PROVIDED TEXT =
- - -

When three-time Grammy winner Ricky Kej got a congratulatory tweet from the Prime Minister last week, it was the continuation of a long association the musician had with Narendra Modi. There’s an amusing tale of what happened when Ricky met Modi way back in 2015, after winning his first Grammy. During the scheduled half-hour meeting that stretched to an hour, an intrigued Modi had asked him, “If you don’t mind, what does Kej stand for?” His reply that it was the short form of Kejriwal had the PM chuckling.
Few know that the Bengaluru-based musician of Marwari origin, whose third win had hoardings cheering him with “Kej is all the Rej... Amul for Garma Garammy snacks”, is the grandson of someone once famous as an Olympics champ in cycling. Jankidass was his name and he was a character actor too. Known for his unique style of cycling where he bent forward to protect his chest from the wind, which helped increase his speed, the Olympics tag was, in reality, factually incorrect. He was a champ during the world war when there were no Olympics and what he participated in were the British Empire Games, where he broke all records. Setting a new record is in the family genes even if Ricky reigns in an arena vastly different from his grandfather’s cycling track.

- - -

Please retype the whole Ricky Kej article word for word. The data that comes next has no connection to the Ricky Kej article.

SUPPLIED DATA =
- - -

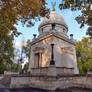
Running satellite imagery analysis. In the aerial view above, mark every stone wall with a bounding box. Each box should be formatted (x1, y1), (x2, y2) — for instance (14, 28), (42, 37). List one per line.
(30, 75), (92, 90)
(31, 66), (74, 76)
(10, 75), (30, 88)
(10, 75), (92, 90)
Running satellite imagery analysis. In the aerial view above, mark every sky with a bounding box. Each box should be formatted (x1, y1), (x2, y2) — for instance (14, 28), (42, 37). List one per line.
(14, 0), (87, 47)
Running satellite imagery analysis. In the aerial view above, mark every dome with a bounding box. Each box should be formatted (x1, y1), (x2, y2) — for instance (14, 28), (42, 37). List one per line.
(39, 11), (67, 28)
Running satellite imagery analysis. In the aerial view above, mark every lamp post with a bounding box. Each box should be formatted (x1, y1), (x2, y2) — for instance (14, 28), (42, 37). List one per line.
(50, 44), (55, 65)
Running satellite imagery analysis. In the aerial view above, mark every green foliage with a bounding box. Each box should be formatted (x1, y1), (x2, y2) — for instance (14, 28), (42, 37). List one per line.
(59, 0), (92, 37)
(76, 38), (92, 74)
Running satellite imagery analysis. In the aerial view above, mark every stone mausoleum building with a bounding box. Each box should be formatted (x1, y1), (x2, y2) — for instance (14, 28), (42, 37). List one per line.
(0, 7), (92, 92)
(29, 11), (78, 74)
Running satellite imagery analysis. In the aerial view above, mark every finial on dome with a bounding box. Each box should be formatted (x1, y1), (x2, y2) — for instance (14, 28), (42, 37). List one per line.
(51, 2), (56, 11)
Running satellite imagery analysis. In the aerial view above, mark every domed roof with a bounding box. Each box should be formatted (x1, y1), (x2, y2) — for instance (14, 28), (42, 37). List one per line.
(39, 11), (67, 28)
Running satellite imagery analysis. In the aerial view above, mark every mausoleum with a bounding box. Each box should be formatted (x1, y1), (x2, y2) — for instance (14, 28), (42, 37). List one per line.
(29, 11), (78, 74)
(1, 6), (92, 91)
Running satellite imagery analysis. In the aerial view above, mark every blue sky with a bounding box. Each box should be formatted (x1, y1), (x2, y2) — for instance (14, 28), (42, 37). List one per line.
(15, 0), (87, 46)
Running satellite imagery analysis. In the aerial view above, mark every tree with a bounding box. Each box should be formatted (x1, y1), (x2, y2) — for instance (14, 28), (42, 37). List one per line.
(0, 0), (48, 73)
(59, 0), (92, 38)
(76, 38), (92, 74)
(23, 40), (31, 72)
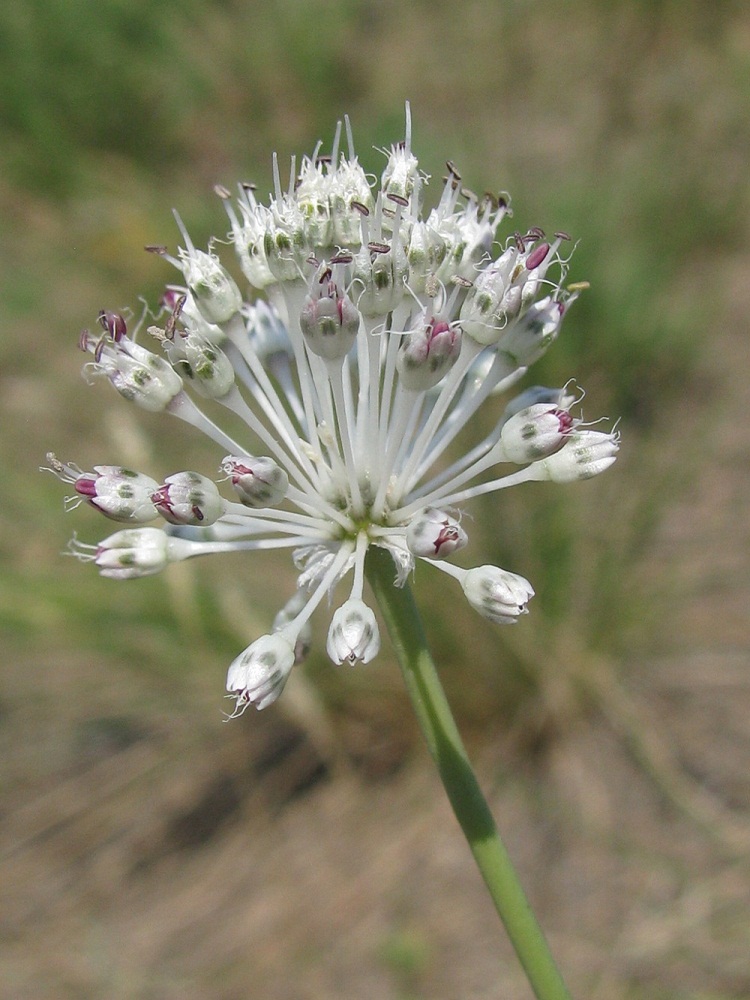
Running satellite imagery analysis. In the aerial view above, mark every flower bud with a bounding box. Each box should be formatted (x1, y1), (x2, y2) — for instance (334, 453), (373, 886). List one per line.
(326, 597), (380, 666)
(354, 243), (409, 316)
(80, 331), (182, 412)
(227, 632), (294, 715)
(299, 272), (359, 361)
(74, 465), (159, 524)
(528, 430), (620, 483)
(294, 157), (333, 249)
(329, 160), (372, 250)
(151, 472), (225, 527)
(263, 195), (313, 281)
(396, 317), (461, 392)
(180, 248), (242, 324)
(461, 566), (534, 625)
(406, 507), (469, 559)
(164, 332), (234, 399)
(94, 528), (194, 580)
(221, 455), (289, 508)
(497, 296), (565, 367)
(498, 403), (574, 465)
(406, 222), (448, 295)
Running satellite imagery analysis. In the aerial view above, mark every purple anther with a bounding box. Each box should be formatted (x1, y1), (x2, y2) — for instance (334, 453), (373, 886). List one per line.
(433, 521), (461, 557)
(98, 309), (128, 344)
(526, 243), (549, 271)
(73, 476), (96, 497)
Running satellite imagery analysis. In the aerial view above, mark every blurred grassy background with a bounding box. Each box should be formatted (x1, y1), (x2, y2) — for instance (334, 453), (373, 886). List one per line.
(0, 0), (750, 1000)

- - -

OUTPUT FOR THIS EXERCISE =
When three-time Grammy winner Ricky Kej got a congratulatory tweet from the Prime Minister last week, it was the continuation of a long association the musician had with Narendra Modi. There’s an amusing tale of what happened when Ricky met Modi way back in 2015, after winning his first Grammy. During the scheduled half-hour meeting that stretched to an hour, an intrigued Modi had asked him, “If you don’t mind, what does Kej stand for?” His reply that it was the short form of Kejriwal had the PM chuckling.
Few know that the Bengaluru-based musician of Marwari origin, whose third win had hoardings cheering him with “Kej is all the Rej... Amul for Garma Garammy snacks”, is the grandson of someone once famous as an Olympics champ in cycling. Jankidass was his name and he was a character actor too. Known for his unique style of cycling where he bent forward to protect his chest from the wind, which helped increase his speed, the Olympics tag was, in reality, factually incorrect. He was a champ during the world war when there were no Olympics and what he participated in were the British Empire Games, where he broke all records. Setting a new record is in the family genes even if Ricky reigns in an arena vastly different from his grandfather’s cycling track.